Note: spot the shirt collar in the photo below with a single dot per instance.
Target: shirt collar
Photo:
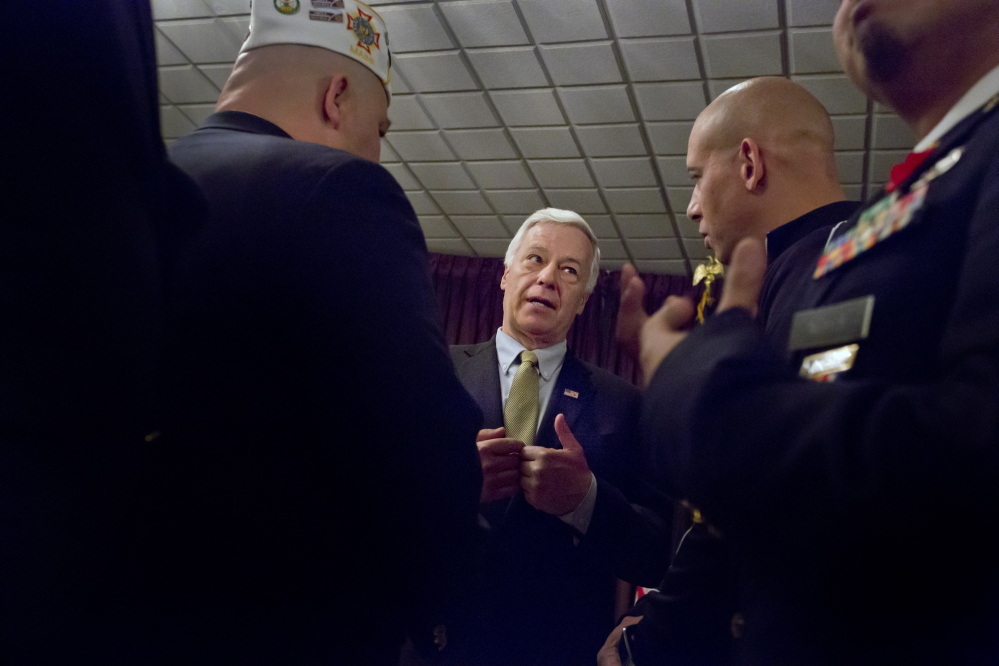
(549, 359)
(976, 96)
------------------------
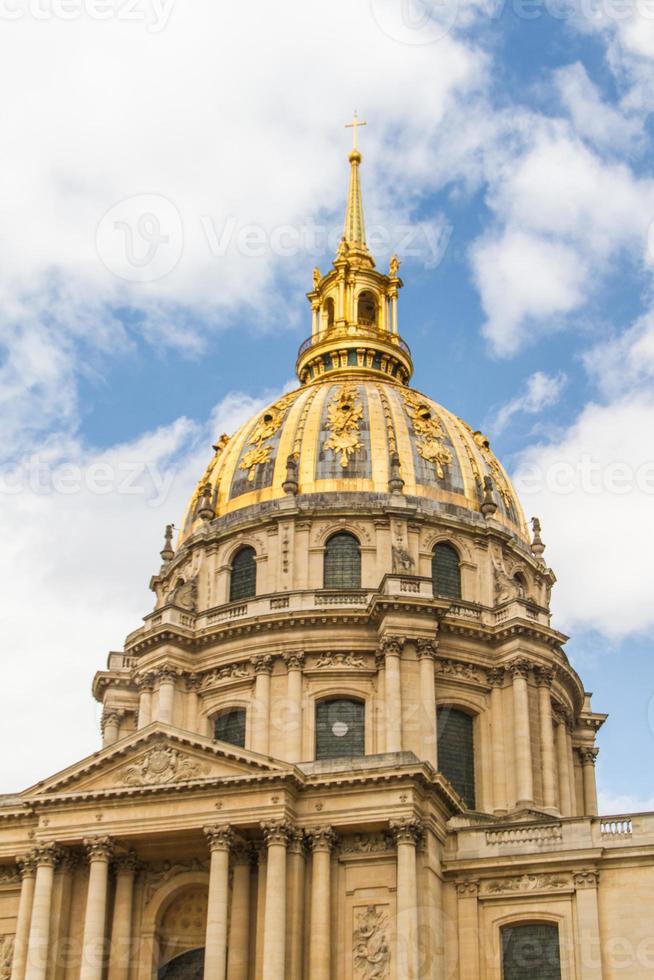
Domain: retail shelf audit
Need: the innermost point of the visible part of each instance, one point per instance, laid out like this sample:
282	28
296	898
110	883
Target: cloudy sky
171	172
------------------------
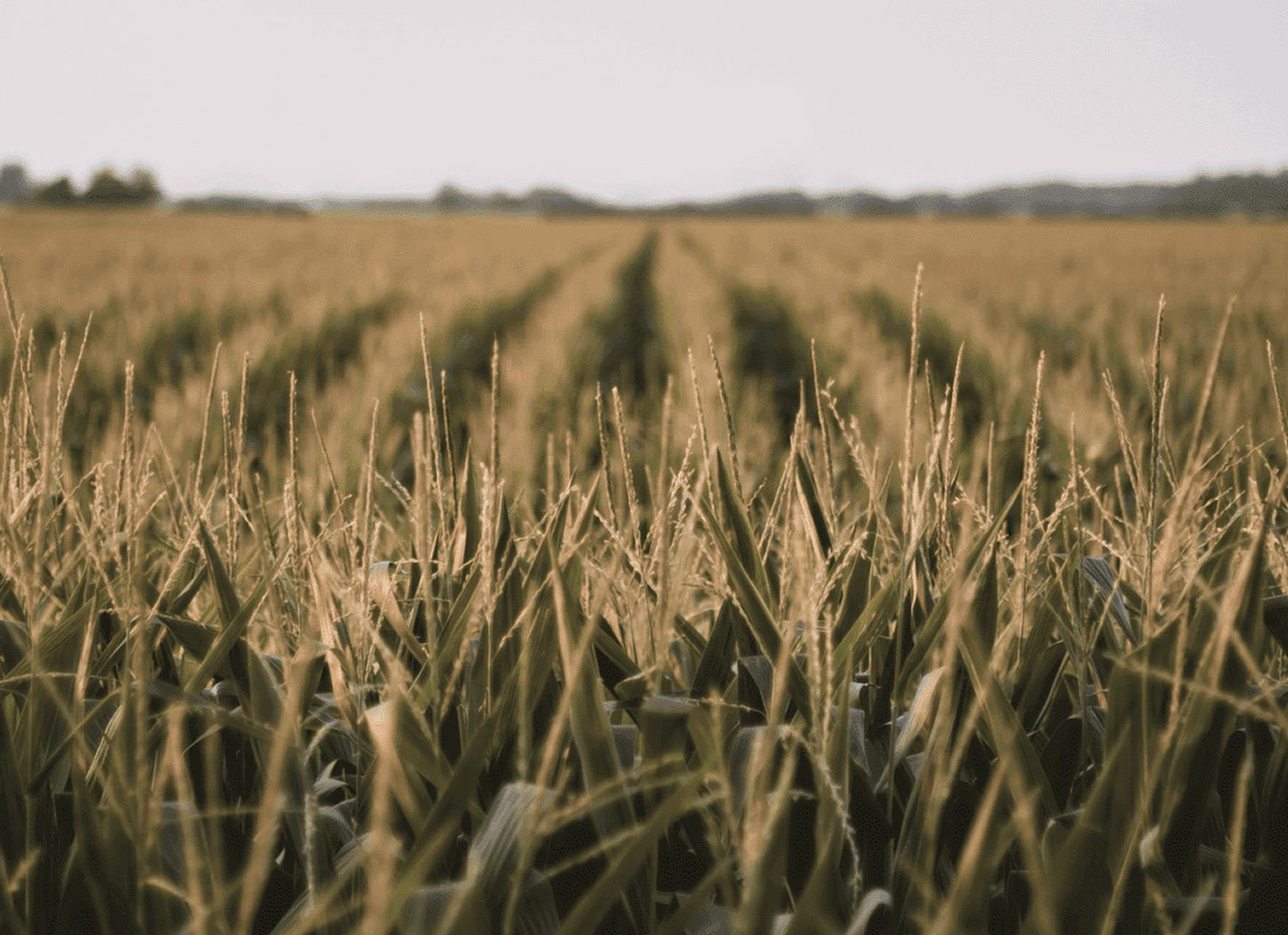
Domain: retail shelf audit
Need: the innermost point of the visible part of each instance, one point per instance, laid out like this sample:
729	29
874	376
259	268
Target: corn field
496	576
------------------------
§ **Problem to solve**: Please pull out every line above that contains the string "shirt". Case counts.

§ **Answer to the problem**:
Note: spot the shirt collar in the photo below with a single dot per instance.
Target: shirt collar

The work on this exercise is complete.